**ASSIGNMENT:** Only the closing portion of the entries is to be reproduced: the line containing "--target=man's left hand" through the very last line, exactly as written.

**DATA UNDER STUDY:**
[Start of Attachment]

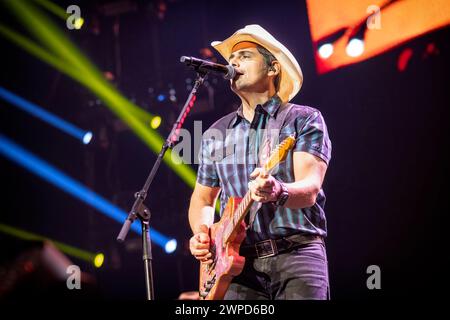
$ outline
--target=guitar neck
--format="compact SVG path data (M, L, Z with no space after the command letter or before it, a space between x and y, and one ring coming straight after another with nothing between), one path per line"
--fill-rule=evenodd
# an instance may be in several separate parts
M286 159L288 151L292 149L295 143L295 134L290 135L285 138L281 144L277 145L276 148L271 152L269 159L264 164L263 172L271 174L275 166L278 165L282 160ZM233 212L231 223L224 230L223 242L227 243L230 240L231 235L236 231L236 229L241 225L242 220L244 220L245 215L250 210L253 205L254 200L250 196L250 190L247 191L244 198L242 198L241 203L237 209Z

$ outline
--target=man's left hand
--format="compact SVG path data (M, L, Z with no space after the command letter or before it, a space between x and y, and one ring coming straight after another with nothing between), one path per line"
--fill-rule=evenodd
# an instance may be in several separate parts
M281 185L278 180L267 174L262 168L253 170L250 178L254 179L248 184L253 200L263 203L277 201L281 193Z

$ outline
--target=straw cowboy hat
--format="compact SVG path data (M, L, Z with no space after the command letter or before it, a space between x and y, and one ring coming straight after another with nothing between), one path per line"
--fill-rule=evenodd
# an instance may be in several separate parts
M277 92L281 101L290 101L299 91L303 83L303 74L292 53L275 39L269 32L257 24L245 26L224 41L213 41L213 46L229 60L233 47L240 42L253 42L266 48L281 65L281 78Z

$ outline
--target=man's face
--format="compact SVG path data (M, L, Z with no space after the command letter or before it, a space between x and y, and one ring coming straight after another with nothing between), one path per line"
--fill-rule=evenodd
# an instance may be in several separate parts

[End of Attachment]

**EXERCISE RESPONSE:**
--target=man's left hand
--format="compact SVG path data (M, L, Z with no space after the command letter or before it, a space between x and y, and one ring coming straight after another with nothing between), one path per line"
--fill-rule=evenodd
# an instance may be in several separate parts
M281 185L278 180L267 174L262 168L253 170L250 178L254 179L248 184L253 200L263 203L277 201L281 193Z

$ outline
--target=straw cowboy hat
--format="compact SVG path data (M, L, Z with no space after the command letter or before it, a space between x and y, and one ring coming straight after another with nothing between), one path per line"
--fill-rule=evenodd
# an instance may be in several separate parts
M277 92L281 101L290 101L299 91L303 83L303 74L292 53L275 39L269 32L257 24L245 26L224 41L213 41L213 46L229 60L233 47L240 42L253 42L266 48L281 65L281 78Z

$ outline
--target=man's face
--format="compact SVG path data (M, L, Z with no space after the command letter or before it, a space between x and y, and one ring coming straight after another with nothing between), one path per line"
--fill-rule=evenodd
# an instance may be in several separate parts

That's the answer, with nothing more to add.